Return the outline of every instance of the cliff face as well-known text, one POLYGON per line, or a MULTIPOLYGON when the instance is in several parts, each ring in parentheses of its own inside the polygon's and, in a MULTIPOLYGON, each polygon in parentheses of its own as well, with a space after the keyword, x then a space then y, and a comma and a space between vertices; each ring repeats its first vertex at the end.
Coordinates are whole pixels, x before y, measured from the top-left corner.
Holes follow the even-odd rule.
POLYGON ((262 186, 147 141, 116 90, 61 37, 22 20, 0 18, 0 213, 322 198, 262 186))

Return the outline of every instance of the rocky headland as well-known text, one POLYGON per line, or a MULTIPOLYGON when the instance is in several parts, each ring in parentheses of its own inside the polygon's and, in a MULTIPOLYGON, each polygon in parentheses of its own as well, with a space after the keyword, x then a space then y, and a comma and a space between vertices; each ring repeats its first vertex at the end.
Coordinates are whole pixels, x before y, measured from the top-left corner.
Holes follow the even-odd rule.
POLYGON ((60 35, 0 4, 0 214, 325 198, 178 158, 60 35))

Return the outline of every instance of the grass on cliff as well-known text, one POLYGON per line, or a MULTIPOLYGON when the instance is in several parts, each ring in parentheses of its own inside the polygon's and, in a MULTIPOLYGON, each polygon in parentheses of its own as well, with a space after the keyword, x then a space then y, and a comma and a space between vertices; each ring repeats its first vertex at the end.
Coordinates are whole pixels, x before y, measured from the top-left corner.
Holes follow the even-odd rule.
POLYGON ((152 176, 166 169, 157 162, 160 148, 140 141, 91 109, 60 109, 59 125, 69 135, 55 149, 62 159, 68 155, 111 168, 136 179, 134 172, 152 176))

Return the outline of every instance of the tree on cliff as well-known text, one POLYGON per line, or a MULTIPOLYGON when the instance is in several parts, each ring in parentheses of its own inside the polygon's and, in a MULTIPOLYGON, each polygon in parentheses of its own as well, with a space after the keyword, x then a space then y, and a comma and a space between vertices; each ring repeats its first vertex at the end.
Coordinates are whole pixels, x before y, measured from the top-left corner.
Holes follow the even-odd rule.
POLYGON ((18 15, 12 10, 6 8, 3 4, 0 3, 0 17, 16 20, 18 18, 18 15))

What to work on>
Lay out the listing above as a two-column CSV headed instruction and answer. Put each instruction and its answer on one row, each in a single quoted field, and turn line breaks into spaces.

Reply>
instruction,answer
"Return the outline of every instance of the cliff face as well-known text, one POLYGON per line, or a MULTIPOLYGON when the instance is in several parts, each ring in parentheses of its own inside the polygon's and, in a MULTIPOLYGON, each polygon in parentheses of its own as well, with a space after the keyword, x then a space then y, and a comma and a space between vertices; each ring repeats its first vertex at the end. Coordinates are whole pixels, x before y, measured from the top-left corner. Holes follow the even-odd rule.","POLYGON ((262 186, 147 141, 116 90, 61 37, 22 20, 0 18, 0 213, 322 198, 262 186))"
"Return the outline of every instance of the rocky headland as well-known text, one POLYGON per line, or a MULTIPOLYGON when the instance is in several parts, each ring in parentheses of its own inside the polygon's and, in a MULTIPOLYGON, each polygon in parentheses of its own as well, with a space after the keyword, x then a space then y, and a comma and a space between vertices; each ring repeats its first vertex at the end. Coordinates are whole pixels, x before y, measured from the top-left corner. Holes follow the even-odd rule.","POLYGON ((60 35, 0 4, 0 214, 325 198, 178 158, 60 35))"
"Return the outline of every instance of the grass on cliff as well-known text, one POLYGON per line, or a MULTIPOLYGON when the instance is in several parts, each ring in parentheses of its own inside the polygon's and, in a MULTIPOLYGON, each polygon in parentheses of its own as well, with a space after the keyword, x then a space then y, and a comma and a space between vertices; each ring repeats its first vertex at the end. Coordinates are whole pixels, x before y, measured from the top-left corner. Holes follow the even-odd rule.","POLYGON ((152 176, 166 169, 157 162, 160 148, 140 141, 91 109, 60 109, 59 125, 69 135, 55 149, 62 159, 68 155, 111 168, 136 179, 134 172, 152 176))"
"Return the outline of every instance of the tree on cliff as well-known text, one POLYGON per line, or a MULTIPOLYGON when the instance is in several parts, each ring in parentheses of its own inside the polygon's and, in a MULTIPOLYGON, each polygon in parentheses of its own as well, with a space after the keyword, x then a space then y, and a comma and a space between vertices; each ring repeats its first vertex at the end. Coordinates are whole pixels, x before y, measured from the top-left corner. Holes follow the even-odd rule.","POLYGON ((18 15, 12 10, 6 8, 3 4, 0 3, 0 17, 16 20, 18 18, 18 15))"